Task brief
Rewrite the material below, replacing "on one line" with "on a single line" everywhere it occurs and leaving the rest unchanged.

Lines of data
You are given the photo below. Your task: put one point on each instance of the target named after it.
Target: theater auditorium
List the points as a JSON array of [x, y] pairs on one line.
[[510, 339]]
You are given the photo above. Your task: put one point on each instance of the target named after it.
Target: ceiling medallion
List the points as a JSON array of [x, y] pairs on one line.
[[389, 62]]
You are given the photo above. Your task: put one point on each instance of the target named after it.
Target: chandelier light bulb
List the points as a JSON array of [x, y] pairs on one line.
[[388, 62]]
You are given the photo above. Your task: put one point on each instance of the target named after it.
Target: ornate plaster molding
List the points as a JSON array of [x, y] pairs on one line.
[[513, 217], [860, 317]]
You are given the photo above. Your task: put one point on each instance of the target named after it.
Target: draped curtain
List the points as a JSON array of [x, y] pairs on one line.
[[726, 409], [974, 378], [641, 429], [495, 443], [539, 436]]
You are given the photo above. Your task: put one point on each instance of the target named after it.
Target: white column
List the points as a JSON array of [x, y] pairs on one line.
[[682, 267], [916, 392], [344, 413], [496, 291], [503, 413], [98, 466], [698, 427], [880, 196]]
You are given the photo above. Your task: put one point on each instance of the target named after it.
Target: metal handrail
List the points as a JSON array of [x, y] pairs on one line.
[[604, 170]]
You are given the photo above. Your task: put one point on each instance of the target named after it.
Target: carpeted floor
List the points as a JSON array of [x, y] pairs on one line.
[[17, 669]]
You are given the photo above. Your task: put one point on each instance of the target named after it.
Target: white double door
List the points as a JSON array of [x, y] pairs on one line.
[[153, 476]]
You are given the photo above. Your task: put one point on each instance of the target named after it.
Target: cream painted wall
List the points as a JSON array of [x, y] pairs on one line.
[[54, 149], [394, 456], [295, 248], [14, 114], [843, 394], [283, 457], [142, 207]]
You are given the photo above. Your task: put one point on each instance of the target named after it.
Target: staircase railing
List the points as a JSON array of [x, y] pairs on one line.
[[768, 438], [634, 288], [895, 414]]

The answer
You are given the photo below. Your task: put one point on each instance of the target named after it.
Target: theater auditorium
List the points as a JSON array of [x, y] pairs on a single line.
[[510, 339]]
You are given the photo above. Your task: put one point on each instance of the target named after it.
Target: ceiling medallion
List the points as a JSON array of [x, y] pairs on a single line.
[[389, 62]]
You are given the photo above. Your task: put one point on each instance of the target named after it.
Target: chandelier light bulb
List the points as a JSON array of [x, y] pairs on a single line.
[[388, 62]]
You are given the photo above. Your task: put one point on each instance of the target named after it.
Target: ornate plaster molding
List the points as a JSON array of [x, y] pairs on a single line.
[[513, 217], [860, 317]]
You are given the photo above. Your task: put one point on each instance of the target named after it.
Target: draped curtain
List the points as a JSON array of [x, y] pairs on a single line.
[[726, 409], [974, 378], [641, 429], [495, 443], [539, 436]]
You are given the photo above. Your task: put one point on each instance of the target named after it.
Target: white column
List the points as a JSON array of [x, y] pairs on a single line.
[[682, 267], [916, 392], [344, 413], [496, 291], [503, 413], [98, 466], [698, 427], [880, 196]]
You are given the photo above. Your task: put one point on each instance of the target named after it.
Target: metal handrail
List the points as a JSON array of [x, y] pairs on a single line.
[[604, 170]]
You are given the photo above. Your task: put one point on each instance of the target named after it.
Target: carpeted floor
List the points as a JSON array of [x, y] pairs on a single line.
[[17, 669]]
You are given the photo above. Your task: put one point on each instance of the target named after it.
Target: white double door
List the points as a JSON array of [x, y] pairs on a single line.
[[153, 476]]
You are given the photo above. Your task: put one point on each instance of the target named after it.
Target: cream painted wall
List the points as a JSON array of [x, y] pairs on a single line.
[[54, 149], [394, 456], [295, 248], [14, 114], [843, 394], [283, 457], [142, 207]]
You are given the photo above. Your task: put one point on each instance of the target named after it.
Target: staircase railing
List the points as a JSON array of [x, y] pairs on a single line.
[[768, 438], [634, 288], [895, 414]]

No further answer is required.